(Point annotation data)
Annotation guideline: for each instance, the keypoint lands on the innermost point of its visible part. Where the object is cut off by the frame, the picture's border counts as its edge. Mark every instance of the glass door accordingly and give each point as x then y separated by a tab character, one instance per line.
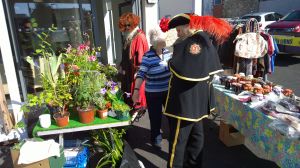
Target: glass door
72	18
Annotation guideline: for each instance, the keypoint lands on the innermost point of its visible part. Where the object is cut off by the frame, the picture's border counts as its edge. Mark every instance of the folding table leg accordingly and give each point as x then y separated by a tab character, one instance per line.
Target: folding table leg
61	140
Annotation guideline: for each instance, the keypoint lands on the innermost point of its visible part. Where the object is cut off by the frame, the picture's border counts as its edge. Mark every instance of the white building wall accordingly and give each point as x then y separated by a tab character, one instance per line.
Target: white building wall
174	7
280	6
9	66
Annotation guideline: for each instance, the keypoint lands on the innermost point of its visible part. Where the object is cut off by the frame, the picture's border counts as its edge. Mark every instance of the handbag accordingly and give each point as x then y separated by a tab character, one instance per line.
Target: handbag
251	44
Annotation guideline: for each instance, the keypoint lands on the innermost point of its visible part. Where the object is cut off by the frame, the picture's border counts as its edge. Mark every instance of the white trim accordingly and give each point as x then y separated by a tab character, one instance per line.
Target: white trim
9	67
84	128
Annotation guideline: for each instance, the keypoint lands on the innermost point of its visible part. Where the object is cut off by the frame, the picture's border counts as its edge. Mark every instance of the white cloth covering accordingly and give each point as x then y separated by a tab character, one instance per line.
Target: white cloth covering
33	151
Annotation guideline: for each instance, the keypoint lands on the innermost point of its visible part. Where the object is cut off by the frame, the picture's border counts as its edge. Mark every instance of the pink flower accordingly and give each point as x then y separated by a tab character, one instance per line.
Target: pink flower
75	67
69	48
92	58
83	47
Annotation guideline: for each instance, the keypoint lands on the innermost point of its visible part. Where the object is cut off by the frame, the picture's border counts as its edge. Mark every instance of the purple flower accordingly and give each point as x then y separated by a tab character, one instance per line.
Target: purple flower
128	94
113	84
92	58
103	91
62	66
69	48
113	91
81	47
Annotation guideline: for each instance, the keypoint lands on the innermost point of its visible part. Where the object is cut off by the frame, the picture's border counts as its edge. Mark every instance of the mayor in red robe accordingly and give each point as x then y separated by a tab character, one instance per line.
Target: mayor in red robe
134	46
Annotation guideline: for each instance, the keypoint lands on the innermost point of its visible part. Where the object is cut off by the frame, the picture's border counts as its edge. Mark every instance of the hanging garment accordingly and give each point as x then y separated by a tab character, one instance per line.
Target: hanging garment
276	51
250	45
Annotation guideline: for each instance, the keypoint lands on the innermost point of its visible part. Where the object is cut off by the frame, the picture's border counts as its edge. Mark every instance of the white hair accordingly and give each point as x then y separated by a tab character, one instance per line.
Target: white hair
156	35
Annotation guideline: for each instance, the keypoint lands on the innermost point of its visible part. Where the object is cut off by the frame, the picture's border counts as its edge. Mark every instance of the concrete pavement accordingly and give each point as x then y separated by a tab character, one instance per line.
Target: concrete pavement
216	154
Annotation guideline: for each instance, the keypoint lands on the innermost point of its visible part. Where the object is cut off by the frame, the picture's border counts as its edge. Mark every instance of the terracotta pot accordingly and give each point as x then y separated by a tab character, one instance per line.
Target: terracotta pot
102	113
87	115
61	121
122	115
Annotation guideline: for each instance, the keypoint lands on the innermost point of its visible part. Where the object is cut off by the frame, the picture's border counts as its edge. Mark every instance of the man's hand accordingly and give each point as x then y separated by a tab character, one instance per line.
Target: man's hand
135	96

* * *

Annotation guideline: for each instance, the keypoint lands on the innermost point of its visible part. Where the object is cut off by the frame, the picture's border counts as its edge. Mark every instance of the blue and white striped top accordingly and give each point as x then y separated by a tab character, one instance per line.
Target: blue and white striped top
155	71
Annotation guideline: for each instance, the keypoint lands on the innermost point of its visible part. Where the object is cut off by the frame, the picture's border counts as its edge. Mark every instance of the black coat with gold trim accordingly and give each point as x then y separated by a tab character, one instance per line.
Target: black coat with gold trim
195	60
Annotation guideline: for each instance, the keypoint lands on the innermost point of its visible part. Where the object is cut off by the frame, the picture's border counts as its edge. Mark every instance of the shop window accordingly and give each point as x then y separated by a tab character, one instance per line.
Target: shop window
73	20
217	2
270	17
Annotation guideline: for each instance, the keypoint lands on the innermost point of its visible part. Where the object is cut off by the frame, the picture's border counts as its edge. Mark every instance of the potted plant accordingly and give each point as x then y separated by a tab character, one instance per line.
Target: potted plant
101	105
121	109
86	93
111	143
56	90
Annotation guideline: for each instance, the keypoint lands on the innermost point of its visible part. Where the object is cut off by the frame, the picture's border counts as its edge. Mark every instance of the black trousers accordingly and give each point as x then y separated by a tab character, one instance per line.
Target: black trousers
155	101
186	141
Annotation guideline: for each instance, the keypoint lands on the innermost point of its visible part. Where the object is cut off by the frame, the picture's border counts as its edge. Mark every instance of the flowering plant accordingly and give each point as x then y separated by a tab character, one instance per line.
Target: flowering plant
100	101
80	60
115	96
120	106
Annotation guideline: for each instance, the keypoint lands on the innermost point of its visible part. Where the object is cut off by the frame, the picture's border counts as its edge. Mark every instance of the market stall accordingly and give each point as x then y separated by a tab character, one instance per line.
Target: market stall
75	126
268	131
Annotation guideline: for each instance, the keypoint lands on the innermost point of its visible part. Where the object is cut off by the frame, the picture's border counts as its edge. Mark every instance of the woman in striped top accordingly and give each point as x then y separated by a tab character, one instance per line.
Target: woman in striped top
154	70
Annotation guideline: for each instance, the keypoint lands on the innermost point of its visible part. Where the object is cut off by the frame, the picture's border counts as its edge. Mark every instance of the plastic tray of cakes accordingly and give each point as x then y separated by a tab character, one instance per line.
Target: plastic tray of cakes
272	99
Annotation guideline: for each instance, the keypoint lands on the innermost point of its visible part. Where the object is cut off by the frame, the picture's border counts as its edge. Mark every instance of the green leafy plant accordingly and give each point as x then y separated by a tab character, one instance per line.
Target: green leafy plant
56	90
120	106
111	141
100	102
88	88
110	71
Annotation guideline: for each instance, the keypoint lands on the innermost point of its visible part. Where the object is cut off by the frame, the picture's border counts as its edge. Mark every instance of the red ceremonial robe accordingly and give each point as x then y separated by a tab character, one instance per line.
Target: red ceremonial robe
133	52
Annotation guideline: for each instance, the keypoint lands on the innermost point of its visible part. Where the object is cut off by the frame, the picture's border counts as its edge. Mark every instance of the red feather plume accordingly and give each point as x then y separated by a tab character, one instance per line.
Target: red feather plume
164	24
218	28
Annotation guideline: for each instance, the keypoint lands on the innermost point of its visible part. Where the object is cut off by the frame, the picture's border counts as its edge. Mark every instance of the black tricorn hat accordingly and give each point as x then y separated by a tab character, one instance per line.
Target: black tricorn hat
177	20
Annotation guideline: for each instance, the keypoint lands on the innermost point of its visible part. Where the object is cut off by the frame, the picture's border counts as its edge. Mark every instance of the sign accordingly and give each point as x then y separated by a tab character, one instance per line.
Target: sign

» **Job**
Identify every line in the data above that contains the word "pink", and copy each of those lines.

» **Complete answer**
Annotation guideline: for each instance, the keypoint lands on the innermost point of its visible part. Where the object is cut off by the frame, the picture's border counts as its edge. Mark every instance of the pink flower accordingly and give each point as x then y separated by a tab character, one instance per line.
Target: pink flower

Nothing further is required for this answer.